(Source data)
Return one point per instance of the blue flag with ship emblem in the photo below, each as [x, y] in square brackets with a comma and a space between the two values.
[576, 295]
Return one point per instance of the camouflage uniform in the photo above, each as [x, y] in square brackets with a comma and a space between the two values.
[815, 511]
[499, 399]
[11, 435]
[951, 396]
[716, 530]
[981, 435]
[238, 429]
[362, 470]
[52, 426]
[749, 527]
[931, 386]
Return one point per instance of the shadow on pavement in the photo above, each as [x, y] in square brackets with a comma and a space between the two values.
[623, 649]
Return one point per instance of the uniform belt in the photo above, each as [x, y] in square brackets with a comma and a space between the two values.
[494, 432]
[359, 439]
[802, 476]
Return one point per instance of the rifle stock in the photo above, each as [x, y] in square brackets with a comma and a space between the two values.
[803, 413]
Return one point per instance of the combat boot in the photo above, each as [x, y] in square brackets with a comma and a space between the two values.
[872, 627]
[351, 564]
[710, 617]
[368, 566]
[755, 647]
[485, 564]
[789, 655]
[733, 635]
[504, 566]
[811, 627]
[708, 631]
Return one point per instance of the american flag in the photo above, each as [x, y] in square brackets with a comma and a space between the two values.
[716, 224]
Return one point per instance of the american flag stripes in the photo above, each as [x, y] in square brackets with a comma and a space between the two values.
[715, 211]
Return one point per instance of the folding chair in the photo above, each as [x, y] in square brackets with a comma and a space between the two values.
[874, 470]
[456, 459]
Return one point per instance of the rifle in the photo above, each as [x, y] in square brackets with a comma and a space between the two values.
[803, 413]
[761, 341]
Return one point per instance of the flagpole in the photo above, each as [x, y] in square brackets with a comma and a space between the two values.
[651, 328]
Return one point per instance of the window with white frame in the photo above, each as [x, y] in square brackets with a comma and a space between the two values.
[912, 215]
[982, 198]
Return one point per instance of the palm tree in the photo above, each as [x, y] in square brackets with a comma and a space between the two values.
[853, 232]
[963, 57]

TASK TO CARRY OUT:
Every entry must be duplicated exactly as it stands.

SOLUTION TO THIS EXERCISE:
Return one point per instance of the blue flag with ship emblem in the photo below, each as [x, y] in square brackets with a comma and a space between the two values.
[576, 295]
Return one point per instance of the camouflage uniform in the photo above, each as [x, y] in square brackets with a comma and a space between the two values.
[815, 511]
[499, 399]
[11, 435]
[951, 396]
[716, 530]
[981, 435]
[238, 429]
[362, 470]
[52, 426]
[749, 527]
[931, 386]
Return one point per instance of the shadow on pavement in the photo above, each as [x, y] in square brackets with a comma and a space between the two values.
[623, 649]
Return one point per instance of the uniform belt in the photo above, each as [x, y] in square brackets with a comma and a space between the two values.
[494, 432]
[359, 439]
[802, 476]
Return one point per instance of the rifle stock in the photo above, each as [x, y] in square brackets with a comma and a space between the two values.
[803, 413]
Return one point per instance of the combat boot in the photo above, each as [x, y] in square brackets with a comma and a space between the two values.
[872, 627]
[351, 564]
[710, 617]
[368, 566]
[755, 647]
[485, 564]
[789, 655]
[733, 635]
[504, 566]
[811, 627]
[708, 631]
Return one point per instance of the american flag in the photo above, each as [x, y] in square brackets with a comma and a space between the two values.
[716, 224]
Return one point per instance of the american flag stripes in the photo above, each as [x, y] in square brackets with a comma and a space between the two values.
[715, 211]
Return one point per instance of the folding chair in the photo above, each as [x, y] in square brackets with a comma and a space between the two values.
[874, 470]
[456, 459]
Return one point per instance of the rifle in the photo above, each as [x, y] in square brackets with a comma and a space between the two values.
[803, 413]
[761, 341]
Return one point per instance of the flagpole in the photo above, each as [x, y] in square brackets with a comma and a space between the two values.
[651, 328]
Return one point per instance of the window with white frame in the photo above, each as [x, y] in square brackets with a comma and a space between the two values.
[912, 215]
[982, 198]
Return one point per instance of the palm tree in the photo above, each as [x, y] in square brackets with a comma and a space between the two values.
[853, 232]
[963, 57]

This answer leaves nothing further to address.